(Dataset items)
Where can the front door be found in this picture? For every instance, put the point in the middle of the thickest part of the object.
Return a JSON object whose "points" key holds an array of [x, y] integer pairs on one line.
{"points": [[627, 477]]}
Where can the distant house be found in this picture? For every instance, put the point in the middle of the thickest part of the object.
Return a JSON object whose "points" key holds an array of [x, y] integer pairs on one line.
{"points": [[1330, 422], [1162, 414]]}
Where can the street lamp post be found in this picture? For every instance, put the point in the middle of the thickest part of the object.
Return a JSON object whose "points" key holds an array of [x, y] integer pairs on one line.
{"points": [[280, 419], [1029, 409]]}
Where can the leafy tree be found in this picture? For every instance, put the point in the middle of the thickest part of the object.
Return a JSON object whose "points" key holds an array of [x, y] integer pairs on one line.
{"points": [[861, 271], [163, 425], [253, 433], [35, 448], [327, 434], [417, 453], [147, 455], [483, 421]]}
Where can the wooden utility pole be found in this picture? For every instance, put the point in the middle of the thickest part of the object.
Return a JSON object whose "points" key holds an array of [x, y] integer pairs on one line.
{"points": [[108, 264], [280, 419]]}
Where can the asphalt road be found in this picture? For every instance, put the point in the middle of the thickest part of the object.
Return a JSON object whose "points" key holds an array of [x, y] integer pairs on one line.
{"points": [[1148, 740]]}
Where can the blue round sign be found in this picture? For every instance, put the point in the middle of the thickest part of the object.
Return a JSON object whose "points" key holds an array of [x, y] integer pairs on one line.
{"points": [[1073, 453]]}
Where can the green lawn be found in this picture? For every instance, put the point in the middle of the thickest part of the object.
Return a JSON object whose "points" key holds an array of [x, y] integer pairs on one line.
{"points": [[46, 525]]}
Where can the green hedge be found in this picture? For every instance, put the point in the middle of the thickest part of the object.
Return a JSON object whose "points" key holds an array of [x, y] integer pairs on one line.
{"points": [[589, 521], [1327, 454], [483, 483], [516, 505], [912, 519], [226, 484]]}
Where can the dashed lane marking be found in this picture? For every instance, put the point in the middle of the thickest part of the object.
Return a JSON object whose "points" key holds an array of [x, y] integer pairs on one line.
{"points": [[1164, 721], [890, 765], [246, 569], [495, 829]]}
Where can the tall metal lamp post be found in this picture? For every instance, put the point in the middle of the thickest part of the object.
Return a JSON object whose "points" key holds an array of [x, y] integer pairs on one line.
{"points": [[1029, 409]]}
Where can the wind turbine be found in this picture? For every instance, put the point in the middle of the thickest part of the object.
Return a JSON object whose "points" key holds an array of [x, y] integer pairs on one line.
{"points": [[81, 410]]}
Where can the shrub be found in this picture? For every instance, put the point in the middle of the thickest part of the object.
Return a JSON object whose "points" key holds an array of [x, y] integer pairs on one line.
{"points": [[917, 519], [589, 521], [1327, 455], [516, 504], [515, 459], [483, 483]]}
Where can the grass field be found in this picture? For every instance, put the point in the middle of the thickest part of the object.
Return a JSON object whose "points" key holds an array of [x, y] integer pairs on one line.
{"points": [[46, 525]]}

> [Short problem] Each record above should be returned exactly as it appears.

> [Exercise output]
Where can the front door be found in this picture? For every instance, put the point in the middle of the thickest part of the object.
Return a JSON object whose "points" key holds an array of [x, y] integer pairs on one line.
{"points": [[627, 477]]}
Where can the distant house be found in this picture? For every instance, put the point in the middle of the thickest part of the object.
Return a JSON object whose "points" key holds an array of [x, y] integer pairs on one line.
{"points": [[1330, 422], [1162, 414]]}
Where can the street lamp post be found in this picture? For every instance, put the point in the middle of the thickest part of the object.
Return a JSON object whose "points" key holds an array of [x, y] integer pairs on one line.
{"points": [[280, 419], [1029, 409]]}
Where can the leafy tree be found in this picture? For every instance, put the point in the middle of the thickest part of the object.
Return a JSON object whose "points" key holds an array of [x, y] integer pairs on one line.
{"points": [[861, 271], [163, 425], [253, 433], [35, 448], [327, 434], [417, 453], [147, 455], [483, 421]]}
Where can the wooden utility pole be found in this picture? For every instance, put the point in the middle of the thickest part of the object.
Return a JSON object whose "points" key holds an array of [x, y] integer pairs on one line.
{"points": [[108, 264], [280, 419]]}
Where can the asphalt road be found in this picture? For every instance, put the point in the middle of the thickest part of the object.
Return a JSON object whose "points" key holds an array of [x, y] integer pairs on one line.
{"points": [[1148, 740]]}
Where can the blue round sign be found in this picture? For every instance, put the point in the middle of the thickest part of the object.
Return a JSON object whose "points" key holds an array of [x, y] integer pairs on one line.
{"points": [[1073, 453]]}
Where can the green lawn be found in this picture? For every instance, put the point in the middle of the thickest part of the object.
Return a JSON object whose "points" key holds an array of [x, y] integer pairs on one line.
{"points": [[46, 525]]}
Where can the green hedge be found in this picture? For every instance, put the point in the middle of the thickest part of the object.
Return a JSON object whose "points" key holds an array of [x, y] integer pairs on one line.
{"points": [[589, 521], [1327, 454], [483, 483], [516, 505], [912, 519], [226, 484]]}
Where can the dashed lane marking be found in this picture? For every instance, put the point in the middle of the thickest part of the object.
Return a JSON object whose "points" key holds an array of [x, y] integer pairs on one line.
{"points": [[1164, 721], [890, 765], [246, 569], [495, 829]]}
Where can the tall metal lamp post be found in this picture? For every instance, put the point in the middle of the thickest part of the object.
Return a JSON object whose "points" key holds an array of [x, y] integer pairs on one line.
{"points": [[1029, 409]]}
Where can the wind turbine be found in this picture? For every instance, put the point in the middle of the thickest part of the object.
Return a JSON object whose "points" key holds an array of [x, y] integer pairs on one line.
{"points": [[81, 410]]}
Where can the shrub be found in this picture? For every instance, put the point in the middle of the thickest part of the object.
Return a JSON object whose "points" key holds an array of [x, y] integer pairs on one line.
{"points": [[917, 519], [589, 521], [1327, 455], [516, 504], [515, 459], [483, 483]]}
Where can the grass field be found in this picture? For every instance, put the point in the middle of the thickest part of the object.
Return a JSON object whose "points" key holds an array of [x, y] integer pairs on one line.
{"points": [[46, 525]]}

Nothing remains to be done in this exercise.